Object pointing dataset rows

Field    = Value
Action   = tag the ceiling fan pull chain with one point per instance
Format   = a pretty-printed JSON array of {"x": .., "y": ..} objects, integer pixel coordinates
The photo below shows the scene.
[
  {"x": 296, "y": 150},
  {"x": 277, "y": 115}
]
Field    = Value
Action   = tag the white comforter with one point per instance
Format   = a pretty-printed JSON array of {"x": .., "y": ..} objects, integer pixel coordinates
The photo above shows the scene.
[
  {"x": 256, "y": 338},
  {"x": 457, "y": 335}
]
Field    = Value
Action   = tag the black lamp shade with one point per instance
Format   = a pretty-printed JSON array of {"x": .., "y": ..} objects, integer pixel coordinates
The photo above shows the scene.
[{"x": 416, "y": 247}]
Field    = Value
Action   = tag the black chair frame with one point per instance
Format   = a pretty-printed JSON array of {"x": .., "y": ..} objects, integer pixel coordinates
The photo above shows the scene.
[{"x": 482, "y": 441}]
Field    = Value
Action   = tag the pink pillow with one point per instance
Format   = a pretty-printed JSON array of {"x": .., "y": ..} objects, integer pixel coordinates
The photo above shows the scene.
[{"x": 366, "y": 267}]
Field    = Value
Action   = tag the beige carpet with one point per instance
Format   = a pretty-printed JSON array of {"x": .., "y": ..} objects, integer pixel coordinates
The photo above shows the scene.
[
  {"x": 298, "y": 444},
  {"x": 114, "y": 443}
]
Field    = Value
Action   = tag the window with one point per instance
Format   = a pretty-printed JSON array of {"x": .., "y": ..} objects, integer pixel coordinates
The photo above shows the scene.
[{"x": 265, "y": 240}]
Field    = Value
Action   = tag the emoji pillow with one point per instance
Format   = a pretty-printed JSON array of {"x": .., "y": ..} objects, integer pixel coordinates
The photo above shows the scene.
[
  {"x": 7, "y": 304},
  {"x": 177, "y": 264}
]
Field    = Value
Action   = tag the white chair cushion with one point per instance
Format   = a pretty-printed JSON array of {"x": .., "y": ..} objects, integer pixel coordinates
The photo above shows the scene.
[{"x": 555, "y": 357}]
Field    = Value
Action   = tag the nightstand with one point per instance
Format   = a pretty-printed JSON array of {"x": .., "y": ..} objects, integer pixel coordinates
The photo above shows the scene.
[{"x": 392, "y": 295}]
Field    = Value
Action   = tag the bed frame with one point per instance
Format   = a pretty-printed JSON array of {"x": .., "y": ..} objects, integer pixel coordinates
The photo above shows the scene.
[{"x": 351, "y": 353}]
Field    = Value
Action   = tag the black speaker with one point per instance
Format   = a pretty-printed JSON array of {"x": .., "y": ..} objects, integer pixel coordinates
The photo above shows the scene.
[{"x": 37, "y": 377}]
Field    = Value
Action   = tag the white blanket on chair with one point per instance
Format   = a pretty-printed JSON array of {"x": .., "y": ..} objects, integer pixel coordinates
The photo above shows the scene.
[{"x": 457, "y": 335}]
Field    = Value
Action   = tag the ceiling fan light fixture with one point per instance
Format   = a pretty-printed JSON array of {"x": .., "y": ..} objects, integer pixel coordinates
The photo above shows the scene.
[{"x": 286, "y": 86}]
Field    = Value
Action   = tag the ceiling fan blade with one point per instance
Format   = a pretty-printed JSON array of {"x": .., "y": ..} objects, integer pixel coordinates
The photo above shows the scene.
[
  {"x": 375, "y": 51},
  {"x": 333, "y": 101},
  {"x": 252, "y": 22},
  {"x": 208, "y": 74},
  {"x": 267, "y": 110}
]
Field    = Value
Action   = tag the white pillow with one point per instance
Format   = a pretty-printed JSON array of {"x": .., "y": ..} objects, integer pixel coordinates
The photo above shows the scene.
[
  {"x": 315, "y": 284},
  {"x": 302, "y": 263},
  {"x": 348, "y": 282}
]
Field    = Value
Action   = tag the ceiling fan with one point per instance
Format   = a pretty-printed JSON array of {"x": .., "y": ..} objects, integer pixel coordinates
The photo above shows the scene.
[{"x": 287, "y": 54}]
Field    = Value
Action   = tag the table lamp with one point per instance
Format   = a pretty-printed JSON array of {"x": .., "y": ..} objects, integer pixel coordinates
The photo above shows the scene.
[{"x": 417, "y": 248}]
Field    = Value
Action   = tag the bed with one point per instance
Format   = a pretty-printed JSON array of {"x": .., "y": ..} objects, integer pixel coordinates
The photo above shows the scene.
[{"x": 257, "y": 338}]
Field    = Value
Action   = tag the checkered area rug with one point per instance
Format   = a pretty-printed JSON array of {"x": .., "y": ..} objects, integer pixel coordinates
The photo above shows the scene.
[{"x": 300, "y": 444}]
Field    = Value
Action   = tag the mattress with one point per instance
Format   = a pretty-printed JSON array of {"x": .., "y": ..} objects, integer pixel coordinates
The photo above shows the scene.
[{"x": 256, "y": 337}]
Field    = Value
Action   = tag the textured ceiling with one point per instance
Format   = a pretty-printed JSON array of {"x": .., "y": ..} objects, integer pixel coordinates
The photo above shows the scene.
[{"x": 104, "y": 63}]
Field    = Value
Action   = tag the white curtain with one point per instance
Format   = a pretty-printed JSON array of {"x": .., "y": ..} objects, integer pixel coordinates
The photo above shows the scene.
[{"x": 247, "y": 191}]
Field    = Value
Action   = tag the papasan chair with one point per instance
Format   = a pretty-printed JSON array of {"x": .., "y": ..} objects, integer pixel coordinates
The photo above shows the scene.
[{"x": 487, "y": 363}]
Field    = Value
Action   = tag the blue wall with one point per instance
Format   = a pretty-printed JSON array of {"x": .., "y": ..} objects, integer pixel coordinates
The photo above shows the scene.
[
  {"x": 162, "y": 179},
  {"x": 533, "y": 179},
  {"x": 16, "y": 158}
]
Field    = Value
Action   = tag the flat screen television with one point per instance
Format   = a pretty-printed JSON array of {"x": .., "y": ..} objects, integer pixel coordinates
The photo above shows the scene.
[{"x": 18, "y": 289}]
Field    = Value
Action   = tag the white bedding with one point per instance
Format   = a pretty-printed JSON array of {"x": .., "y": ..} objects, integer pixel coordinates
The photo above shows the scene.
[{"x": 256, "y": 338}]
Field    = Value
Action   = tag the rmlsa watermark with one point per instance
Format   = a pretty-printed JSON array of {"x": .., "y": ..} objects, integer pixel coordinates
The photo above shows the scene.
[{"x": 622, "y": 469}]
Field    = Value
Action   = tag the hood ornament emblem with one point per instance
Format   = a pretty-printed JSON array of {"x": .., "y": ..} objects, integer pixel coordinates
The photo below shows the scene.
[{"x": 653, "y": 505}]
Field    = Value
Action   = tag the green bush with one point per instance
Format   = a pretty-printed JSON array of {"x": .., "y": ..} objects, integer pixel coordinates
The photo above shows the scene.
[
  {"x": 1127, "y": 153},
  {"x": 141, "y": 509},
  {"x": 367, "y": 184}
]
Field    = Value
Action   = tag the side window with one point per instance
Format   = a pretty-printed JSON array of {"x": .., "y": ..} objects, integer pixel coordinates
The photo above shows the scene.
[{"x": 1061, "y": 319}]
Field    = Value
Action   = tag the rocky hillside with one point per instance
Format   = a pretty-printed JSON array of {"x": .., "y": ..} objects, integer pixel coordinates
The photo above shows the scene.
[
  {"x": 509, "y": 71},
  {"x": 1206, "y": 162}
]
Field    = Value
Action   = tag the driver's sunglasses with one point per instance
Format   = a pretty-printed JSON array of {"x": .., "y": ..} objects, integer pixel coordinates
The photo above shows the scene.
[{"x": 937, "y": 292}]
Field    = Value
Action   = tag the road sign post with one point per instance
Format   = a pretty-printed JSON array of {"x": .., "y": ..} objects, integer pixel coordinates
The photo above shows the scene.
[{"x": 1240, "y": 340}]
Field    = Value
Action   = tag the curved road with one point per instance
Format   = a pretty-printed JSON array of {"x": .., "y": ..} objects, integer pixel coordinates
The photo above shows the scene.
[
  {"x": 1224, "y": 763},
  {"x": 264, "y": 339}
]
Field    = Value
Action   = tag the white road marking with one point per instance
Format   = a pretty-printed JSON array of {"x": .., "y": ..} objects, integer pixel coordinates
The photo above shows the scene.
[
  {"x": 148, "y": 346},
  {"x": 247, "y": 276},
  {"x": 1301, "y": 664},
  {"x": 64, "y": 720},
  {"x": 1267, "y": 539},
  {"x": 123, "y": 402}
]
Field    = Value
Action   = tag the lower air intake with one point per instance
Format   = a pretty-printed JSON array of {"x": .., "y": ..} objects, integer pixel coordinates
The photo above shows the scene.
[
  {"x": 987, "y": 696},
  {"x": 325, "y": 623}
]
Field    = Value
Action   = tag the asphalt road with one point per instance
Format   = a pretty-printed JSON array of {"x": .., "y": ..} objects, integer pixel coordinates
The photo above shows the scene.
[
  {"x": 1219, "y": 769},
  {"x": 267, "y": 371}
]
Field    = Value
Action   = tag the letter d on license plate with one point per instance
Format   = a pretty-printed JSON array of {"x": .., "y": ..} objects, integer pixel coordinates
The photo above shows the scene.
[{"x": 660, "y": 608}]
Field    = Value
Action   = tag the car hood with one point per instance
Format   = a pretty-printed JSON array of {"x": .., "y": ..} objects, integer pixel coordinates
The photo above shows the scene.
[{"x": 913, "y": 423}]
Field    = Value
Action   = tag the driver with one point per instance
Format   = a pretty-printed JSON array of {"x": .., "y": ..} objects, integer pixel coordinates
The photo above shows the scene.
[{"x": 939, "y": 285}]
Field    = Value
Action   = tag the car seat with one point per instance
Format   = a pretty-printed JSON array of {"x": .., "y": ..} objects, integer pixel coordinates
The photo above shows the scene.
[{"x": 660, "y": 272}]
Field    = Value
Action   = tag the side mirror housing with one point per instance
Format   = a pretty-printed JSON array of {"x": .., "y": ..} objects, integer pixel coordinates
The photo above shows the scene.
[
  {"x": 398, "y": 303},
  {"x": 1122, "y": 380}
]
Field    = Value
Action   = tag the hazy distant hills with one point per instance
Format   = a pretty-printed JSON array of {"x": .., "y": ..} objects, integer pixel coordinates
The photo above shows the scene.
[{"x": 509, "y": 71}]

> Task instructions
Extract every line of the rows above that contains the string "pillow", matching case exactly.

> Solution for this exercise
Action   = tag the pink pillow with one point per instance
Action   = tag the emoji pillow with one point per instance
Action   = tag the white pillow with one point per instance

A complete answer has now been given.